Every line of the entries with the word "blurred" in it should be shown.

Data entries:
⁂

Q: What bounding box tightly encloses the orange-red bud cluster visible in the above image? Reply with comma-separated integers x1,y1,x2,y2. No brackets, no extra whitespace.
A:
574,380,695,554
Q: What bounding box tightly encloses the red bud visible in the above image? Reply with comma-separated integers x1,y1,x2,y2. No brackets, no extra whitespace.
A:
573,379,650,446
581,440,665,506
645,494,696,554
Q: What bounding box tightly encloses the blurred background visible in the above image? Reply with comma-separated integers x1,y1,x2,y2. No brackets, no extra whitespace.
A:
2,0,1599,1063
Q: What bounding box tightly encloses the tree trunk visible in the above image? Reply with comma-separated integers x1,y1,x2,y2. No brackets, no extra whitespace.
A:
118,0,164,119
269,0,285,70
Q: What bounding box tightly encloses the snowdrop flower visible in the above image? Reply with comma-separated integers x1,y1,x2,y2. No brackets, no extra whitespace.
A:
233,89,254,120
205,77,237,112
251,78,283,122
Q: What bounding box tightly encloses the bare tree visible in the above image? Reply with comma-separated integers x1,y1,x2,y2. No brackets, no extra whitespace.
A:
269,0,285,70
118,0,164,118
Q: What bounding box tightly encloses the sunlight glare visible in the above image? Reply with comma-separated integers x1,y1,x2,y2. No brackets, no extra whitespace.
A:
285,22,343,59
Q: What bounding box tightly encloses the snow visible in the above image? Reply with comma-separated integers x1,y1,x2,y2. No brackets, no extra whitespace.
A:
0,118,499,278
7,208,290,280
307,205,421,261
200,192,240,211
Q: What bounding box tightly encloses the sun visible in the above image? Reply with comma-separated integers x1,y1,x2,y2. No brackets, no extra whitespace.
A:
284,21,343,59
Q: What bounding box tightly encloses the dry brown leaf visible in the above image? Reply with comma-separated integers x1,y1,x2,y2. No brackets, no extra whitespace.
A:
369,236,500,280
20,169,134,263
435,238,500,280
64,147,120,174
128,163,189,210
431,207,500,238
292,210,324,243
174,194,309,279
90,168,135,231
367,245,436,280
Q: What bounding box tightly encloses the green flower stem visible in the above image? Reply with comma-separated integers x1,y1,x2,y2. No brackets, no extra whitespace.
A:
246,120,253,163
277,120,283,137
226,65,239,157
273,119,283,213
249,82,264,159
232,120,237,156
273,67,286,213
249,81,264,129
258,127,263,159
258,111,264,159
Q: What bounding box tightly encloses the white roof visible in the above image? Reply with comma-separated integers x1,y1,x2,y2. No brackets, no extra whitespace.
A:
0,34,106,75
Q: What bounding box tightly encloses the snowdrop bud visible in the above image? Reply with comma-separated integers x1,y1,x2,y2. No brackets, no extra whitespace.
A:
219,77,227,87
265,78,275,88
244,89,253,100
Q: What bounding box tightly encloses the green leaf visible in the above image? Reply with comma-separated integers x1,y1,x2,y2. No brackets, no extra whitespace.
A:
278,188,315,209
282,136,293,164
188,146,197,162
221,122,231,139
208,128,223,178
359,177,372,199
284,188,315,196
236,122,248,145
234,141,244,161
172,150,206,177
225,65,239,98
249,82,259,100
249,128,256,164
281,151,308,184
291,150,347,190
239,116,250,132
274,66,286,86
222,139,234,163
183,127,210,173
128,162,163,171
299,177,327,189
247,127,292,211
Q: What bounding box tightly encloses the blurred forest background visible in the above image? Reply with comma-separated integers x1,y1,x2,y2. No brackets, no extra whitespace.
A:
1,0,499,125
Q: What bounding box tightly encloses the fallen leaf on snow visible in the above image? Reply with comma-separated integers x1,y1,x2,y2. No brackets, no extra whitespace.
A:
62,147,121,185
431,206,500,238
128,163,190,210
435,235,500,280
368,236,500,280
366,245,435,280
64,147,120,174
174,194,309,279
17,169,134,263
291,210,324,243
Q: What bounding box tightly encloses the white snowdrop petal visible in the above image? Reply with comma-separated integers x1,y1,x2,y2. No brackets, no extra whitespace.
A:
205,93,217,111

⁂

__Problem solution__.
Q: What bounding box tightly encloses the blurred background visible in the above image? Reply with comma-separated integers x1,y1,x2,y2. No brackets, no extra whitespace.
Q: What bounding box tightly encloses the blurred forest background visible in the above image? Reply with comma-separated integers x1,y1,x2,y2. No brackets, no extra whitespace.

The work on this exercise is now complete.